Problem to solve: From the line that includes "Would you be able to tag each instance of the dock" to the last line of the data, quote each line precisely; both boundary lines belong in the answer.

Supplied records:
------------------------------------------------------------------------
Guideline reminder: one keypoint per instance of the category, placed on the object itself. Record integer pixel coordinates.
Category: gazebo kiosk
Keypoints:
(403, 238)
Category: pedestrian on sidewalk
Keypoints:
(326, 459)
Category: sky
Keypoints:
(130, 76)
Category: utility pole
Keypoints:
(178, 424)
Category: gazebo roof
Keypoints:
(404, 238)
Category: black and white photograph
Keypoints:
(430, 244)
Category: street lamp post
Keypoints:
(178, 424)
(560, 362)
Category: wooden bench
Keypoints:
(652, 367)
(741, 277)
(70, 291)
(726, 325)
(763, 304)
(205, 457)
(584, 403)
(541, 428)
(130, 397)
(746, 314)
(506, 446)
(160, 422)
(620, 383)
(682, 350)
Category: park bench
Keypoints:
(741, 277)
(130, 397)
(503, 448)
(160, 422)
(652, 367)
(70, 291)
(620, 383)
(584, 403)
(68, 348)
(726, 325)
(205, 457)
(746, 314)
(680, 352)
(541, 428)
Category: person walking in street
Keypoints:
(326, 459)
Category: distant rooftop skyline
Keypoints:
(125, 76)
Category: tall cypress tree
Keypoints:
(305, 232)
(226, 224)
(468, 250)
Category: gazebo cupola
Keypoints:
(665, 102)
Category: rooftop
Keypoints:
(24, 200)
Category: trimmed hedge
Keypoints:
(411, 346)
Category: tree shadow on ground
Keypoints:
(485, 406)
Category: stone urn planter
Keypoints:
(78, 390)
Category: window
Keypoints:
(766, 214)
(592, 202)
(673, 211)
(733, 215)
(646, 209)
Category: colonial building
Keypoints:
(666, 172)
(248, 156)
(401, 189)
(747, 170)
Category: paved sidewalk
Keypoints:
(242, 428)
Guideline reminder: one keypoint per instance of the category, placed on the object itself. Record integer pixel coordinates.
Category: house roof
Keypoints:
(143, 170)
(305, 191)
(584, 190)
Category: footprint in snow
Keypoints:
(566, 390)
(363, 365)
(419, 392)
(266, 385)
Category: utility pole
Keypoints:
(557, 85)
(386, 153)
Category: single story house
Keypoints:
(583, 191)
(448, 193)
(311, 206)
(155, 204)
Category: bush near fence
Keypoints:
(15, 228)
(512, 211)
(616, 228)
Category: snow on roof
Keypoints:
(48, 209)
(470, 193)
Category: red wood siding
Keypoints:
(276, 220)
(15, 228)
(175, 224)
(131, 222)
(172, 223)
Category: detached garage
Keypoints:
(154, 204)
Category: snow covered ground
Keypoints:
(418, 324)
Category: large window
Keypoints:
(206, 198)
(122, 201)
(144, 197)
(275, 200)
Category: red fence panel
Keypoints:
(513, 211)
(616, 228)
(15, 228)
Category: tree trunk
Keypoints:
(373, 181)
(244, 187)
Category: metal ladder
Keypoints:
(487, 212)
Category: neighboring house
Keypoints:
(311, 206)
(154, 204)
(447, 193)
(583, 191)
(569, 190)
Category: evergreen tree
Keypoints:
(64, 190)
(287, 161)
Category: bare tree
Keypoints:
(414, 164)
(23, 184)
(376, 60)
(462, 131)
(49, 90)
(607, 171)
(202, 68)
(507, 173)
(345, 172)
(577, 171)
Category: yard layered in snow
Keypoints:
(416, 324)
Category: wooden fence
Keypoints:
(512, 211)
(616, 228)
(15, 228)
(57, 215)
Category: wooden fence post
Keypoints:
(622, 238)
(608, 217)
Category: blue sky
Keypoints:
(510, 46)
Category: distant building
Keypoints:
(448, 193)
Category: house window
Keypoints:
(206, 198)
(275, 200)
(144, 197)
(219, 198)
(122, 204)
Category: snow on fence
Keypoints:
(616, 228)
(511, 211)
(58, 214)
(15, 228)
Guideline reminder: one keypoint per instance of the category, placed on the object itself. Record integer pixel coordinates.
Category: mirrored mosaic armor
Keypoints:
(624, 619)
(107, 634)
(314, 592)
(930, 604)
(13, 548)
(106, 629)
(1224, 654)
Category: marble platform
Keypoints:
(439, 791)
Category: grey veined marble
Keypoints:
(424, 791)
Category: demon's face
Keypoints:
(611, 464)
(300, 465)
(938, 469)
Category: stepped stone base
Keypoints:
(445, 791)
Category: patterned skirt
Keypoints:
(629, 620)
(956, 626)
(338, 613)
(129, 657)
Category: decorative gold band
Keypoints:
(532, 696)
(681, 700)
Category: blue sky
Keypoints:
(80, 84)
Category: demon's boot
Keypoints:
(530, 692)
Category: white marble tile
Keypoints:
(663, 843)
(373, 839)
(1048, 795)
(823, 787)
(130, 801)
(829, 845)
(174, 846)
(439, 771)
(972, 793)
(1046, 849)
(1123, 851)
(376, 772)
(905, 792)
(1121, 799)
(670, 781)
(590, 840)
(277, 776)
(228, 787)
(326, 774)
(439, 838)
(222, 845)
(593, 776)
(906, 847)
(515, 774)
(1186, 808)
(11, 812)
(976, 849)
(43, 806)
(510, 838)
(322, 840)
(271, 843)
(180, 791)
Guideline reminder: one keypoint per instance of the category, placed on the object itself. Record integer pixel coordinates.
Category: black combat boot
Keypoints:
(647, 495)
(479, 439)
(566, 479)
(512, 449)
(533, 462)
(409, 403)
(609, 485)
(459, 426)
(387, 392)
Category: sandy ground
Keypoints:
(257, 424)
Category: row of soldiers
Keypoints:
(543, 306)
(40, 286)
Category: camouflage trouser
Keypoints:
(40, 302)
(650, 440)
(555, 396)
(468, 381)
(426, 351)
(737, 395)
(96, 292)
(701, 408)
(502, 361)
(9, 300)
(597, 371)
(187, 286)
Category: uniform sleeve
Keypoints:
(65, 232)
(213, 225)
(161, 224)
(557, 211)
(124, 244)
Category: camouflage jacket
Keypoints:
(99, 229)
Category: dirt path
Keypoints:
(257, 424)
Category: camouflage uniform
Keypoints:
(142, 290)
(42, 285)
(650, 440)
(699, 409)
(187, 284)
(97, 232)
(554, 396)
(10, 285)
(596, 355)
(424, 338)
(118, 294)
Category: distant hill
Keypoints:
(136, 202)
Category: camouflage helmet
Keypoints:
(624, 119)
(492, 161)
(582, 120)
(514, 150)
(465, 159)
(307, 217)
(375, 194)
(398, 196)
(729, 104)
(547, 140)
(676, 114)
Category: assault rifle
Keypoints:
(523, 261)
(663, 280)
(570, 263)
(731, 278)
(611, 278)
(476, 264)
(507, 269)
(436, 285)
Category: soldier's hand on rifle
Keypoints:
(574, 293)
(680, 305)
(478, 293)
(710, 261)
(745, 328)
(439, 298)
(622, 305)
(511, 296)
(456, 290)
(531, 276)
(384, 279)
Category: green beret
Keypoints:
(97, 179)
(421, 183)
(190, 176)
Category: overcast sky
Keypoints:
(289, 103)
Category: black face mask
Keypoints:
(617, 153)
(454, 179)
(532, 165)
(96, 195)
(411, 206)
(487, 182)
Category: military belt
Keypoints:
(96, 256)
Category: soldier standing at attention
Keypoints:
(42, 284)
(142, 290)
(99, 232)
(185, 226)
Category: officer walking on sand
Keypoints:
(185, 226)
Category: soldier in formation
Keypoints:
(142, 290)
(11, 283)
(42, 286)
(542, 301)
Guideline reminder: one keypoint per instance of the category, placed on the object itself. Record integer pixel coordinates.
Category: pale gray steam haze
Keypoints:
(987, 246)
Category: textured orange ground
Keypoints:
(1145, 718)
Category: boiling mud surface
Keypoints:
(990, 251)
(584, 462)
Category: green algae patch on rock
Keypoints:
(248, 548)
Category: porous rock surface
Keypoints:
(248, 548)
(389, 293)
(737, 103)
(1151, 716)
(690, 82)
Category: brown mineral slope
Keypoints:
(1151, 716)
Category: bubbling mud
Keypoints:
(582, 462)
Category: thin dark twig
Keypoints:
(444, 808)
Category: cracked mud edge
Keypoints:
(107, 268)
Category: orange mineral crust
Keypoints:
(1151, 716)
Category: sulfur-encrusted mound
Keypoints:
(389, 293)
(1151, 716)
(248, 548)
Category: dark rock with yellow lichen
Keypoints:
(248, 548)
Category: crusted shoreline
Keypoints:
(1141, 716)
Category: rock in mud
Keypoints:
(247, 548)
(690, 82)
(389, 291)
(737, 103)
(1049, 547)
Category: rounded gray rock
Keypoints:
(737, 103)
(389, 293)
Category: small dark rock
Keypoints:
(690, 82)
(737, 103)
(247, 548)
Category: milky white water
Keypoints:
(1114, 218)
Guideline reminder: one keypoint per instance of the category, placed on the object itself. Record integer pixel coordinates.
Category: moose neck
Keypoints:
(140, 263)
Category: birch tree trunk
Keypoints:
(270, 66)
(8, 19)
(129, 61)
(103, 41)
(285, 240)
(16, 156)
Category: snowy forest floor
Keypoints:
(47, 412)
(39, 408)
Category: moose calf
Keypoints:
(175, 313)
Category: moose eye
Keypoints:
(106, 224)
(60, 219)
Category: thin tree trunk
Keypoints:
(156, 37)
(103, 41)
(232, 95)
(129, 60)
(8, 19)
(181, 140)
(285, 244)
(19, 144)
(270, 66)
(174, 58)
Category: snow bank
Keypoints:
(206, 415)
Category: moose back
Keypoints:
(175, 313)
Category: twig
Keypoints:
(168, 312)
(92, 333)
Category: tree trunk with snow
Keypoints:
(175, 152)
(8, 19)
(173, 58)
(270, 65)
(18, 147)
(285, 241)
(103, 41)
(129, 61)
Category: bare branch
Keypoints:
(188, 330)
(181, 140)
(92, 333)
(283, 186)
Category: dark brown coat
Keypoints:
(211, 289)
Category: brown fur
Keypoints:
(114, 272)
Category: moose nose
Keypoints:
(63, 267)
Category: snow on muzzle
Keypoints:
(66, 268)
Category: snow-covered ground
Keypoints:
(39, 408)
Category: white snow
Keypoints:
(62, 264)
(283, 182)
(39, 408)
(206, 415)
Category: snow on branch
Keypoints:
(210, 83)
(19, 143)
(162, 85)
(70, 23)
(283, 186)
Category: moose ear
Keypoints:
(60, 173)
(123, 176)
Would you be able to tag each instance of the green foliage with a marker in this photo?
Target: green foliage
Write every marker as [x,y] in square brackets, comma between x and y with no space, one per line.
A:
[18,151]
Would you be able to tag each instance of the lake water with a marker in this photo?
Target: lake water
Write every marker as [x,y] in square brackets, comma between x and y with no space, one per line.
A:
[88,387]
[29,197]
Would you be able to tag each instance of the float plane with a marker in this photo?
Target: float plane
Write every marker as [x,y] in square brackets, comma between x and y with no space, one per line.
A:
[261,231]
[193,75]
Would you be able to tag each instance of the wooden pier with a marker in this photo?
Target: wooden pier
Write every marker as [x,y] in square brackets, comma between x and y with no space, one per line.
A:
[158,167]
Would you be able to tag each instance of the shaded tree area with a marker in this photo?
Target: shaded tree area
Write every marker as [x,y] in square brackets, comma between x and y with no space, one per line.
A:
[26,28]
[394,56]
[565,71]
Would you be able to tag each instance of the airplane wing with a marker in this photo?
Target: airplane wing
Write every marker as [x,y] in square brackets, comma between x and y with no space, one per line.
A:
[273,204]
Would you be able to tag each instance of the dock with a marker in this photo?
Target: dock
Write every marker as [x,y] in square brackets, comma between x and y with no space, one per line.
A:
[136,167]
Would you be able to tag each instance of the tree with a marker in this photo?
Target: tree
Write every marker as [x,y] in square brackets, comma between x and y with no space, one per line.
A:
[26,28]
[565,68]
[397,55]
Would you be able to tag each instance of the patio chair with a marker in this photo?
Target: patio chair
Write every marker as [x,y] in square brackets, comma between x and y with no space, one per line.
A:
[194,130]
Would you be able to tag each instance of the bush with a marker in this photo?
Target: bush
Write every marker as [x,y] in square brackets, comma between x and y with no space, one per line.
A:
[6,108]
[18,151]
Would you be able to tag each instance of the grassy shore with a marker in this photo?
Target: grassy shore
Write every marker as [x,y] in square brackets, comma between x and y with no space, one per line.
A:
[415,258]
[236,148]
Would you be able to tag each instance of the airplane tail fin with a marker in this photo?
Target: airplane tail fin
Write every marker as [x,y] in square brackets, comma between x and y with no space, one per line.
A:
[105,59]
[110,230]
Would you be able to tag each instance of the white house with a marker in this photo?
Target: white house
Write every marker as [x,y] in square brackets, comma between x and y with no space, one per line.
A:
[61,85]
------------------------------------------------------------------------
Final result:
Would you be able to tag each instance of the dock with a marker in this photo?
Target: dock
Write every marker as [x,y] in square brackets, comma between x and y with no space, one per line.
A:
[136,167]
Would you be able to tag each instance of the tree with a marker in this photo?
Target: tree
Write every marker as [x,y] in square brackets, comma between x and y with no space, one per line.
A:
[26,28]
[565,68]
[397,55]
Would you be able to tag each instance of the patio chair with a marker in this photo?
Target: patio chair
Write every marker as [x,y] in square brackets, comma between x and y with no space, one per line.
A:
[194,130]
Would you be able to tag each instance of the bush with a marker in this photo?
Target: bush
Write every marker as [x,y] in square brackets, comma between x and y with no space, one per line.
A:
[6,108]
[18,151]
Would you be able to tag each instance of the grassy shore with a marker in this photo?
Target: grassy shore
Write every marker as [x,y] in square brackets, comma between x and y with no space, one per line.
A:
[415,258]
[236,148]
Would you be able to tag each instance of the airplane tail fin with a marker in this photo?
Target: airplane tail fin
Write every marker as [x,y] in square brackets, comma between x and y with no space, one per line.
A:
[105,59]
[110,230]
Would you be able to tag each instance of the white house with a marker in this photo?
Target: white house
Write every marker as [x,y] in square brackets, comma between x and y with no space, one per line.
A:
[61,85]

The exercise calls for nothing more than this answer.